# START OF Data records

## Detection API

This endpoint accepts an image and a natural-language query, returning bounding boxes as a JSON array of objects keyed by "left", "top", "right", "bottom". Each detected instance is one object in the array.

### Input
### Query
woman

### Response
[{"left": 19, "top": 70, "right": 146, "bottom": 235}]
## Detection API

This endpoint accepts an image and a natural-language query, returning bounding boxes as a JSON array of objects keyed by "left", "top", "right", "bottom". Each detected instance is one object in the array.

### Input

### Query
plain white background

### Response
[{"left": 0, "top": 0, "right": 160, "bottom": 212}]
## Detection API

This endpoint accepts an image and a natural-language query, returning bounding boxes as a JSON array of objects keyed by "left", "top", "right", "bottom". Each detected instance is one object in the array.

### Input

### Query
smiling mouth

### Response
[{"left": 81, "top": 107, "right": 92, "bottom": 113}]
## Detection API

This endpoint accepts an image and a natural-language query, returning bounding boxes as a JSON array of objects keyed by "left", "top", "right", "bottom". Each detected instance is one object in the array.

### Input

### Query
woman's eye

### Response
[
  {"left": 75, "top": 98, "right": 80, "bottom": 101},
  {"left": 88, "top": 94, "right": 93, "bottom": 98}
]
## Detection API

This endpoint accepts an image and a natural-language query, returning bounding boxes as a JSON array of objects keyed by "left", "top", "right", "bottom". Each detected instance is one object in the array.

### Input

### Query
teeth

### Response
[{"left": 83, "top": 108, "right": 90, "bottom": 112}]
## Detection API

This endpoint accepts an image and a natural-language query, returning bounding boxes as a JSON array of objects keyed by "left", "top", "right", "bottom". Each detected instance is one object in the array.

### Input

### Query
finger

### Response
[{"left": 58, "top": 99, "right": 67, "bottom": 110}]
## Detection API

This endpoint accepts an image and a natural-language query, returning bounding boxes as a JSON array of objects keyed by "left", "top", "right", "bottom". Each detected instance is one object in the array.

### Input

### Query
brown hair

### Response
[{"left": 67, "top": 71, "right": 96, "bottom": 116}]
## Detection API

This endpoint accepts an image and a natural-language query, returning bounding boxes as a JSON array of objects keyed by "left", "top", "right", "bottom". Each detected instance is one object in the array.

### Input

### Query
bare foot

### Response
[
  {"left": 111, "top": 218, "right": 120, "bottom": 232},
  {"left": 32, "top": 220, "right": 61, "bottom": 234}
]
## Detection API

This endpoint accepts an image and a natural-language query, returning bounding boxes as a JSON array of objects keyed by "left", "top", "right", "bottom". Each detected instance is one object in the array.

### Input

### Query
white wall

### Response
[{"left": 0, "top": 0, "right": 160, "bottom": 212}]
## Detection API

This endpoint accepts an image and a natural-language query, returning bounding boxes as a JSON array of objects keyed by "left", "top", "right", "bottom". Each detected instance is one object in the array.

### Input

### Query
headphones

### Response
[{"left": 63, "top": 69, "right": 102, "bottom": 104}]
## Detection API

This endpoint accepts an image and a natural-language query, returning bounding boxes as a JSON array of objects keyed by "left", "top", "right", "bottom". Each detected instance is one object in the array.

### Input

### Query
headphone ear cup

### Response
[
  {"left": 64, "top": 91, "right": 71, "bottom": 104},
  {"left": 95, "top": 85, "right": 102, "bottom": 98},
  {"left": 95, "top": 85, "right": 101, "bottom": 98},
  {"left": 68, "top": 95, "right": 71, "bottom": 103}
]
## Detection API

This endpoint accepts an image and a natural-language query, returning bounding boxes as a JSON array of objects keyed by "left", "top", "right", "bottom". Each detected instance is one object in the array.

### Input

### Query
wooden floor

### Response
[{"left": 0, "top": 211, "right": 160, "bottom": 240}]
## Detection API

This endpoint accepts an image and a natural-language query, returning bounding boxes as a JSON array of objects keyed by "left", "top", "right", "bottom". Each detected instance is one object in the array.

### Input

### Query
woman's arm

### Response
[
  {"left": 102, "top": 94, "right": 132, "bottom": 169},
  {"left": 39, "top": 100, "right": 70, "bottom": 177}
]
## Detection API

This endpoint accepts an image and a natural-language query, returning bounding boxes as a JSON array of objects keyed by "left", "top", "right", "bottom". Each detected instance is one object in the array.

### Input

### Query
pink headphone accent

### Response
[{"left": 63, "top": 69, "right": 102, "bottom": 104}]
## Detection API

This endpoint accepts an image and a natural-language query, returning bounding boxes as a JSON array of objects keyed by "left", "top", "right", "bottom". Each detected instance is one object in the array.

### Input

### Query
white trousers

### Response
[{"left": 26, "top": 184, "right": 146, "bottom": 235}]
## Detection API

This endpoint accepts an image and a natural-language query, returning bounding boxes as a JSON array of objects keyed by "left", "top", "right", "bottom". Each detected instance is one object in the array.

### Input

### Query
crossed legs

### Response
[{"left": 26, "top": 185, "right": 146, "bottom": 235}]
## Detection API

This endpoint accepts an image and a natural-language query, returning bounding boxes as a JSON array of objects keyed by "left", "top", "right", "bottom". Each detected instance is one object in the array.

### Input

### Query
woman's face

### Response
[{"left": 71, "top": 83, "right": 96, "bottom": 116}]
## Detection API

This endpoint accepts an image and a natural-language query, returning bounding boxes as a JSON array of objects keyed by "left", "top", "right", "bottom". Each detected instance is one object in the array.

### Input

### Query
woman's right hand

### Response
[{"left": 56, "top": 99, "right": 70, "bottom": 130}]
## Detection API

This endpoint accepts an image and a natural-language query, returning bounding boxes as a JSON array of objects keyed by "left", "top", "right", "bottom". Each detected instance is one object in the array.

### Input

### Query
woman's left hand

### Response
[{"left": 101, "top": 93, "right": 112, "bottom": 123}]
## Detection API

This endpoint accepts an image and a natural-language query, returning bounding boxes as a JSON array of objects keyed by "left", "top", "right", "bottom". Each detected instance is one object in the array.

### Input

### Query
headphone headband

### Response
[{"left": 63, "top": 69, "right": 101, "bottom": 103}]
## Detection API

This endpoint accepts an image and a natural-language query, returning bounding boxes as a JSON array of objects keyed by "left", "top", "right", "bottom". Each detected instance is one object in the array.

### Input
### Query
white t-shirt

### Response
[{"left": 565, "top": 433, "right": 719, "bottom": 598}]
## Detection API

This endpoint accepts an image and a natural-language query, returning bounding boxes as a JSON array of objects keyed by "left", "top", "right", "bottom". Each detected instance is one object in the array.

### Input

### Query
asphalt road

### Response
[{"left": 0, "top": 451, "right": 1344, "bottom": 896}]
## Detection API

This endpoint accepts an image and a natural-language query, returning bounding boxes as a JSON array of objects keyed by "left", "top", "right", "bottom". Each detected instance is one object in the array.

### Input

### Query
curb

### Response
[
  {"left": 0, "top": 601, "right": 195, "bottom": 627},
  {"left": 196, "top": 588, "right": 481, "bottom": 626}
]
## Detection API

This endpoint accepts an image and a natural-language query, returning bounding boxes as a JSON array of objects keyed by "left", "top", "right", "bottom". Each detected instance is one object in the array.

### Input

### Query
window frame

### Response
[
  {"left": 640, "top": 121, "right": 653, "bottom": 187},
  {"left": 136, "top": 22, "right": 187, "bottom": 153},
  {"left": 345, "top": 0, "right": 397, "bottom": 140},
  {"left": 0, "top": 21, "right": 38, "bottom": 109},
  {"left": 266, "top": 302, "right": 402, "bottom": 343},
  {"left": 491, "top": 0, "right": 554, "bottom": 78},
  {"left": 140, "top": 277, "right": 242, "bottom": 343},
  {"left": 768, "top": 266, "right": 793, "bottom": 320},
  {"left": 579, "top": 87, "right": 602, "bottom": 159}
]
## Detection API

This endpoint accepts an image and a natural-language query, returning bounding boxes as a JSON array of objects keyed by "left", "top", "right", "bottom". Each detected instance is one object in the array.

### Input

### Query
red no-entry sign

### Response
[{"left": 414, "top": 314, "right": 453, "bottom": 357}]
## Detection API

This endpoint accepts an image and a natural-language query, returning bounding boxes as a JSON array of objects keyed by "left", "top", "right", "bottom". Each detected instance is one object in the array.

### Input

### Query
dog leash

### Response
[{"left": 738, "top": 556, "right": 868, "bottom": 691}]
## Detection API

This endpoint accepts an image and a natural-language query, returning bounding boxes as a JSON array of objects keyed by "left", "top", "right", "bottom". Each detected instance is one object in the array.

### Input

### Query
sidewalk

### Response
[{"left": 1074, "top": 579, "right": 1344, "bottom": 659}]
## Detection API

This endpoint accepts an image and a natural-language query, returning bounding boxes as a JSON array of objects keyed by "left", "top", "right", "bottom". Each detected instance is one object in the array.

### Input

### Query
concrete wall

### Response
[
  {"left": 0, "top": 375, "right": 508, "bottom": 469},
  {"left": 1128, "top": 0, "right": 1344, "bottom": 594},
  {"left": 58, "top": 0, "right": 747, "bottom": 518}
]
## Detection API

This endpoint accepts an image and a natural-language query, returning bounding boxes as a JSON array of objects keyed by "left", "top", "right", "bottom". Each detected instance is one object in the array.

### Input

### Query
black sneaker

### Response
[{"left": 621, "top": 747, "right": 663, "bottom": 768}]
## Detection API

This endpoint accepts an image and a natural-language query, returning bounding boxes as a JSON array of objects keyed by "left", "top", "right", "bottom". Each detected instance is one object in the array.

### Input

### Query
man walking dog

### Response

# END OF Data records

## What the task asks:
Can you find every line in the records above that contains the word "woman" and copy each of those lines out?

## Output for this task:
woman
woman's eye
woman's arm
woman's face
woman's right hand
woman's left hand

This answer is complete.